--- Start Data lines ---
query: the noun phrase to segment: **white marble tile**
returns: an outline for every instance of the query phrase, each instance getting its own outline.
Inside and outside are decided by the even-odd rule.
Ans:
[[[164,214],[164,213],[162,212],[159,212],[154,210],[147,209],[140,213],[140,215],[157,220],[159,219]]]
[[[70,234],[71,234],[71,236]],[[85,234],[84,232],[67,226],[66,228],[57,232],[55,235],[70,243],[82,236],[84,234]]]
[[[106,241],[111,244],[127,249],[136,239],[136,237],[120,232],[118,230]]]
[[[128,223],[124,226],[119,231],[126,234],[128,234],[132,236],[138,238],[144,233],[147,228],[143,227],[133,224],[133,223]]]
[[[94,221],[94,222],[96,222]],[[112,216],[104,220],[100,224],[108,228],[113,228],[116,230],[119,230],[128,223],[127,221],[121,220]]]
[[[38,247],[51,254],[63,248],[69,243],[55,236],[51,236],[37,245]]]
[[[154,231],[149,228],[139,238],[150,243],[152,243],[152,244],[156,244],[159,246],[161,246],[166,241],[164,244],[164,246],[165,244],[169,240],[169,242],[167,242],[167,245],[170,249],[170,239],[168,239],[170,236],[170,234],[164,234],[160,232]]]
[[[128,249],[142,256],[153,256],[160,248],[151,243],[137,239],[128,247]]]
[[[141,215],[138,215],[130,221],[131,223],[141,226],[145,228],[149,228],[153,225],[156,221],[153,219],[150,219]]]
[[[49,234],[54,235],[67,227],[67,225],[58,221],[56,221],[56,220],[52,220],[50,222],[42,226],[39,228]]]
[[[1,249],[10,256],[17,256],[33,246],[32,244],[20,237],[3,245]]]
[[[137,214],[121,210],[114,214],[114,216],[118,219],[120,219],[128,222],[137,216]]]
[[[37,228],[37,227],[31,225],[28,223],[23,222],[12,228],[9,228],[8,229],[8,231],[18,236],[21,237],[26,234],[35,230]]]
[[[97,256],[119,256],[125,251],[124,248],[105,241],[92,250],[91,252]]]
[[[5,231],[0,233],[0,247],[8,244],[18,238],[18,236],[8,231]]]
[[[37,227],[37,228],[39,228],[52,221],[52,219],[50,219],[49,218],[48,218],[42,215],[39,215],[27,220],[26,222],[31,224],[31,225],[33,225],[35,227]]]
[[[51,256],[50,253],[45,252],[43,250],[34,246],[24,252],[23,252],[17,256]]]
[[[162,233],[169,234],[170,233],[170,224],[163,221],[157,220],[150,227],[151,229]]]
--- End Data lines ---
● **The task**
Which lines of the material contain the string "query"? Return each of them in full, matching case exactly.

● **Full output**
query: the noun phrase to segment: **white marble tile**
returns: an outline for every instance of the query phrase, each instance getting its own outline.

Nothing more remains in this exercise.